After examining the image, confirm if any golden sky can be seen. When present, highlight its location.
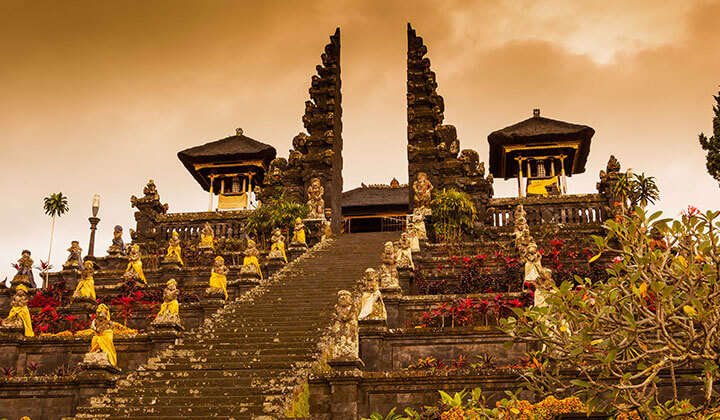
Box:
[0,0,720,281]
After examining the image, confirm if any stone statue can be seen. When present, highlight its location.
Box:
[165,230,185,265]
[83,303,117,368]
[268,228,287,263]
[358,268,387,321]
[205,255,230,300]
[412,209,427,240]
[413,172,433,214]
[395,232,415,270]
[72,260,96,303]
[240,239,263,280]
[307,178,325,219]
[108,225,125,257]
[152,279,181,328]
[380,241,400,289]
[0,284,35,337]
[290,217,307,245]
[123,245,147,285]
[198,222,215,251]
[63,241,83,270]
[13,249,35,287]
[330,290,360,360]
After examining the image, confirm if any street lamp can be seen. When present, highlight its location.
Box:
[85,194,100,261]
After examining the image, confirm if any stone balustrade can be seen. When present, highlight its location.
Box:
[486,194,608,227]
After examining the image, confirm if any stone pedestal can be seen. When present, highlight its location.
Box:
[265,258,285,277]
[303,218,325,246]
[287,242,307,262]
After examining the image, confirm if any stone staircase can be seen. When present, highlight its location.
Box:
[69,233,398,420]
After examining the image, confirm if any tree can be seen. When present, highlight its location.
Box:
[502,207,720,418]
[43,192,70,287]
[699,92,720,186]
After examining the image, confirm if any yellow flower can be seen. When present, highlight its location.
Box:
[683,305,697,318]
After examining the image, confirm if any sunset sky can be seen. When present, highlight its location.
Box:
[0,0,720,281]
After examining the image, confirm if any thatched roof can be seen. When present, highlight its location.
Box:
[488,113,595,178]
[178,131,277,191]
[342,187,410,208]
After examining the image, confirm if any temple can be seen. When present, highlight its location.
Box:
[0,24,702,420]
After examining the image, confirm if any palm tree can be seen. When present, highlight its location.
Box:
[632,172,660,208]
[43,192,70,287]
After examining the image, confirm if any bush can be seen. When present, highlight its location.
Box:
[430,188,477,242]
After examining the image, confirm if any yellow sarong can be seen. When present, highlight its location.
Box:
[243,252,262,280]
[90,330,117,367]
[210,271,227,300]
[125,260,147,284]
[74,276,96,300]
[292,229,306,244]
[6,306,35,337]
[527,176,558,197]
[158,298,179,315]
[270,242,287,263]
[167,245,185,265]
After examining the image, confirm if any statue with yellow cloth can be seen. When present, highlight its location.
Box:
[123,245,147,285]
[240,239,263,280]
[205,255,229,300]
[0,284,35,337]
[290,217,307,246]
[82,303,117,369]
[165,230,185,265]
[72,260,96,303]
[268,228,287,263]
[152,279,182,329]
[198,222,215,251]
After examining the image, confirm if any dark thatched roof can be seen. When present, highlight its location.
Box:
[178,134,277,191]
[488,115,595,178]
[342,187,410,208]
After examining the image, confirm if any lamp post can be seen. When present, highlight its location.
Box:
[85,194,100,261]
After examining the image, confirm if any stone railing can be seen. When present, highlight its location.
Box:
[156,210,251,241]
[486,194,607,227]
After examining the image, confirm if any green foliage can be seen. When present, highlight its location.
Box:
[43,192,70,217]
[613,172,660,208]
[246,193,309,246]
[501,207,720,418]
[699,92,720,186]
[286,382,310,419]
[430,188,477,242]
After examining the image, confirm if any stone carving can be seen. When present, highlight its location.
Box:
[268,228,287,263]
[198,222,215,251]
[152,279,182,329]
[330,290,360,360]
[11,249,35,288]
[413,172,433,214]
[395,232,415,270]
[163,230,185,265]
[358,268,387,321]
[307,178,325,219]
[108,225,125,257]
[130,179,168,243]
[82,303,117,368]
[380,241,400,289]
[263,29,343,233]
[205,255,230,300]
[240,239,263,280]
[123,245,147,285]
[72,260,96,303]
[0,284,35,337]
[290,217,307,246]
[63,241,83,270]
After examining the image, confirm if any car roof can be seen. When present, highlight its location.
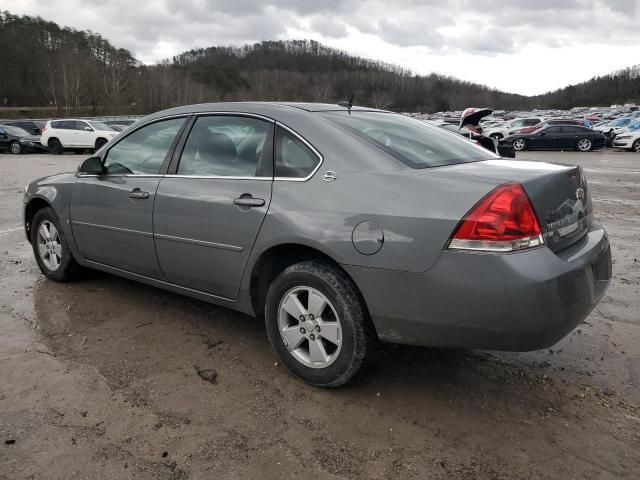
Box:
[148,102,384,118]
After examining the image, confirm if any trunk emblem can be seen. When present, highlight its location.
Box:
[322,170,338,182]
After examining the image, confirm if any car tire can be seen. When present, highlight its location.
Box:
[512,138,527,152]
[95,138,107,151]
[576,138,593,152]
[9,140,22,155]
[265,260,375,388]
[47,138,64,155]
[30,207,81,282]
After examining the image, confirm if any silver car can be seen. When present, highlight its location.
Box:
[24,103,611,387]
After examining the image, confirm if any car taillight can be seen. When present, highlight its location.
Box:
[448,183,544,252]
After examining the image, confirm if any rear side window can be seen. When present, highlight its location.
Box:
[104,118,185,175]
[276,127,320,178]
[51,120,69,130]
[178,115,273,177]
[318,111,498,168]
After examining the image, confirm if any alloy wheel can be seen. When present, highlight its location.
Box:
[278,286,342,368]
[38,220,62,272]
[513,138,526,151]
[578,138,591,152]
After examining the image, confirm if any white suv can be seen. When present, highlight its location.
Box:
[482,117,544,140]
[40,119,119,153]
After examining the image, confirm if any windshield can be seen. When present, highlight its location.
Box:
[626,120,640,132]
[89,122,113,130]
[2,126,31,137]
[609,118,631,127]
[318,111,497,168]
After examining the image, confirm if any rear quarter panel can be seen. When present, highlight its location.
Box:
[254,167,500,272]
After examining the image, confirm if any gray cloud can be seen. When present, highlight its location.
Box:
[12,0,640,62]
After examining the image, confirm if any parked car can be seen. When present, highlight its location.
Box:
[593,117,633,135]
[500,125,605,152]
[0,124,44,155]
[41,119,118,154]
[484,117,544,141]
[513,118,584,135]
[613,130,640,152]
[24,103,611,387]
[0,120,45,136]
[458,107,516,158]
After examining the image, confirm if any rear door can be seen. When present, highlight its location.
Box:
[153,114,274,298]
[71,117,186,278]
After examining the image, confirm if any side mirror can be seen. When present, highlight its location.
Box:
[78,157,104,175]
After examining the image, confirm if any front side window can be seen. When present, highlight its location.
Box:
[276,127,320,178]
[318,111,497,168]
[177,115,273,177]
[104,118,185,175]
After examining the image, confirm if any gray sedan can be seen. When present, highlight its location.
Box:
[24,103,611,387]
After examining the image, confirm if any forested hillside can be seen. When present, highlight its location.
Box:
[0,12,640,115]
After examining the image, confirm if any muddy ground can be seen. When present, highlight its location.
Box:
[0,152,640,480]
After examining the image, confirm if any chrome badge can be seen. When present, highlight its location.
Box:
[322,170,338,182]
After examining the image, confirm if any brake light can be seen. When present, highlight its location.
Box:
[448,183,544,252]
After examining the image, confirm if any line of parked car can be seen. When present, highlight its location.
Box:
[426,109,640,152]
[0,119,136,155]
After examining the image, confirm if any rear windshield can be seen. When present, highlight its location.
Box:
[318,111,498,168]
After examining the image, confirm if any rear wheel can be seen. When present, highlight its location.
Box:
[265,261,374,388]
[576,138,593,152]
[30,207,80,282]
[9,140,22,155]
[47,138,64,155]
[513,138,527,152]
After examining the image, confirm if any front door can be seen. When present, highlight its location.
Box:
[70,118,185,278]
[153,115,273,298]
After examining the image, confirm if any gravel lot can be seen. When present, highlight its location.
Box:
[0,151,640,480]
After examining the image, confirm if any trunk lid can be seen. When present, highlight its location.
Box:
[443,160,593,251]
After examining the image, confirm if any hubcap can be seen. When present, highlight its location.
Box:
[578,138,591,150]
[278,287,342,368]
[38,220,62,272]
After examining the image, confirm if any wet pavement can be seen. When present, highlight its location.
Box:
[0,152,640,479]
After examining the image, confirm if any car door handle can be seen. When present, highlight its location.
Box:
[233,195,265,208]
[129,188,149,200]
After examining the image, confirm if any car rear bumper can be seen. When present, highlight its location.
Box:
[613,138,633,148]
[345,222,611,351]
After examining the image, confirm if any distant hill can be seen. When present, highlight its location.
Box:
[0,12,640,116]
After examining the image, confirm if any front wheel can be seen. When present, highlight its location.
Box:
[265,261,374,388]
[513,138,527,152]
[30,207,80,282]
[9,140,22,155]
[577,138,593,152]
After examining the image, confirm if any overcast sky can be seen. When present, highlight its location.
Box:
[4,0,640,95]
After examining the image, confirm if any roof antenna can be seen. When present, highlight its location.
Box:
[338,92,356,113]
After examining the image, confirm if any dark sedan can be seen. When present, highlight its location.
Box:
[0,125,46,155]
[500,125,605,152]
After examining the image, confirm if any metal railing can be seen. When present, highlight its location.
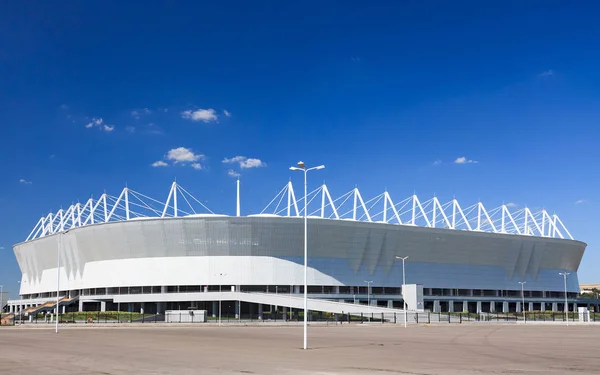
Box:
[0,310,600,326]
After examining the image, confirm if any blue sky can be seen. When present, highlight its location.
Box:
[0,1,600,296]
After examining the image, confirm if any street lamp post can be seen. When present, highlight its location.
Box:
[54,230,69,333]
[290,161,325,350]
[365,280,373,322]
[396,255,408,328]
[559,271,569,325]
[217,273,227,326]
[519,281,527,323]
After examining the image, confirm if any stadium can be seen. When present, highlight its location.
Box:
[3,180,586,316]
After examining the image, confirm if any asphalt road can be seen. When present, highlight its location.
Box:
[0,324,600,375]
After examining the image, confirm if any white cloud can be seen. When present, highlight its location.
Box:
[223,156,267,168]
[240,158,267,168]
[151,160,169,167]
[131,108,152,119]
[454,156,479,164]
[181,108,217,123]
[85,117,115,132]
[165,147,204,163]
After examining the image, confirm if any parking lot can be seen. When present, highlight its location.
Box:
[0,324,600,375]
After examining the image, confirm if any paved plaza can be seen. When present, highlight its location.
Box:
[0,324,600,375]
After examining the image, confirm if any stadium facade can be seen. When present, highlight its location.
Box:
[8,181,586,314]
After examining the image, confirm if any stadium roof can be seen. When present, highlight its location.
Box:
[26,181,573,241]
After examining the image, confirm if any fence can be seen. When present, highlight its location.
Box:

· · · · ·

#### TASK DESCRIPTION:
Rename "stone carving" to "rock carving" in the lines starting at the one containing "After examining the image, confirm if any green" and ending at the one containing "[148,102,384,118]", and give those lines again with nothing else changed. Leave the pictures out.

#### RESULT FOR THIS EXERCISE:
After examining the image, confirm if any green foliage can be seen. When present, highlight its location.
Box:
[43,192,70,217]
[613,172,660,208]
[246,193,309,246]
[501,207,720,418]
[699,92,720,186]
[286,382,310,419]
[430,188,477,242]
After examining the image, confirm if any rock carving can be seen. When present, highlight its location.
Box:
[268,228,287,263]
[198,222,215,251]
[152,279,182,329]
[330,290,360,360]
[11,249,35,288]
[413,172,433,214]
[395,232,415,270]
[163,230,185,265]
[358,268,387,321]
[307,178,325,219]
[108,225,125,257]
[130,179,168,243]
[82,303,117,368]
[380,241,400,289]
[263,29,343,233]
[205,255,230,300]
[240,239,263,280]
[123,245,147,285]
[72,260,96,303]
[0,284,35,337]
[290,217,307,246]
[63,241,83,270]
After examining the image, confirm if any car roof can be seen. When present, highlight its location.
Box:
[148,102,384,118]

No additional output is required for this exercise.